§ The request: Exactly reproduce the lines from the line that has "find the flag on stick" down to the last line of the entries, inclusive.

[Begin Records provided]

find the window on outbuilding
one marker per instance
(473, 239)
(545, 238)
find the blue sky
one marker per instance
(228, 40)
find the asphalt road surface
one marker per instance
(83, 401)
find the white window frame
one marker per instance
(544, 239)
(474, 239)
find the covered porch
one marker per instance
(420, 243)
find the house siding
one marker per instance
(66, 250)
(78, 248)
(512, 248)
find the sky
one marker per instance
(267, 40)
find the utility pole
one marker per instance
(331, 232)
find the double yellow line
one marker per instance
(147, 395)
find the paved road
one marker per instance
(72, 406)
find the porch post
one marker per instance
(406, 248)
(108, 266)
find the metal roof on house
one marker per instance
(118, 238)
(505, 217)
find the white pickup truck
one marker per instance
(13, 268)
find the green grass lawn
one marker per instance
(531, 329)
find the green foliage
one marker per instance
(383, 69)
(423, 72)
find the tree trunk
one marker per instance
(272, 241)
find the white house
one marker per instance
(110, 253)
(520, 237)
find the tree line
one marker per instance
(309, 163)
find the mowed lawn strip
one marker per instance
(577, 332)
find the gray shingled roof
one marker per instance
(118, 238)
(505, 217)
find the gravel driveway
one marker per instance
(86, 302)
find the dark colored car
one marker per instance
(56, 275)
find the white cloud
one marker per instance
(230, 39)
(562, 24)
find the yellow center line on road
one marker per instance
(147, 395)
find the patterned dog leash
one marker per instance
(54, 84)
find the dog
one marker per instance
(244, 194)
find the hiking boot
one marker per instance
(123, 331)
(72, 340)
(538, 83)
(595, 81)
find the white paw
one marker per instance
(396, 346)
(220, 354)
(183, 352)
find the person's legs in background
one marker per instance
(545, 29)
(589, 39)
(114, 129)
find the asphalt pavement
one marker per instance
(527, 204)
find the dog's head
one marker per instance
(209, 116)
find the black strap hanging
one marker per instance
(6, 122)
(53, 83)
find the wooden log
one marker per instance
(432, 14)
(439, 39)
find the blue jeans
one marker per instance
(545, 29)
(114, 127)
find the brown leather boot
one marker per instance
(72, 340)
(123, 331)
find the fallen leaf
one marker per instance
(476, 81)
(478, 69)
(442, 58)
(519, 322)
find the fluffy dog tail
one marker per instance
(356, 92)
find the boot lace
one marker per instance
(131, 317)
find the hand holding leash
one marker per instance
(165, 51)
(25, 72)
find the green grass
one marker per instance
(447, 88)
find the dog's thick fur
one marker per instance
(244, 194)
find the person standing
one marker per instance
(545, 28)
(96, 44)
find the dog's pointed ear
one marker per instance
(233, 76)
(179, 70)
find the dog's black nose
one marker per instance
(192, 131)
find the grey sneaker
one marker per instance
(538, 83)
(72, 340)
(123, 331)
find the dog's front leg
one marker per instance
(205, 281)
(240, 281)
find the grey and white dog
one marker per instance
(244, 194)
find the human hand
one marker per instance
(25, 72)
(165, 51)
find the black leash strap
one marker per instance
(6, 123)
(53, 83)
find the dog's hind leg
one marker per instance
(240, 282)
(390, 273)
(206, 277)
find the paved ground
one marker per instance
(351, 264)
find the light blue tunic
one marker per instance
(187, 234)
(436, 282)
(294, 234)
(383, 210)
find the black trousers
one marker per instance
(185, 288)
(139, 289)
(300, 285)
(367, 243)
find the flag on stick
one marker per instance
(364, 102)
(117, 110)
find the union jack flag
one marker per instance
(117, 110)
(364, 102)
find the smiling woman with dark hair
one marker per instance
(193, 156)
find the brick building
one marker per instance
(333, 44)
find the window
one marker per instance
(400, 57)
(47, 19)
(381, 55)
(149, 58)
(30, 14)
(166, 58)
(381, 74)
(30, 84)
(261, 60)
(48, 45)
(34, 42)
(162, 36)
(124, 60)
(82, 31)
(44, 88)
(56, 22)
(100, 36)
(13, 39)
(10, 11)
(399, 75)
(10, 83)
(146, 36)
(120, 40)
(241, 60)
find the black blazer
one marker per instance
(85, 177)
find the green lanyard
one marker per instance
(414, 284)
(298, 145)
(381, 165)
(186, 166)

[End Records provided]

§ Exercise result:
find the flag on stick
one marker per instance
(364, 102)
(117, 110)
find the union jack flag
one marker per instance
(117, 110)
(364, 102)
find the smiling woman with dark hair
one marker per instance
(193, 156)
find the brick building
one marker per instance
(333, 44)
find the window
one marker per instance
(400, 57)
(47, 19)
(381, 55)
(149, 58)
(30, 14)
(166, 58)
(381, 74)
(30, 84)
(261, 60)
(48, 45)
(34, 42)
(162, 36)
(124, 60)
(82, 31)
(44, 88)
(56, 22)
(100, 36)
(13, 39)
(10, 11)
(399, 75)
(10, 83)
(146, 36)
(120, 40)
(241, 60)
find the black blazer
one marker per instance
(85, 177)
find the green lanyard
one marker per instance
(414, 284)
(298, 145)
(381, 165)
(186, 166)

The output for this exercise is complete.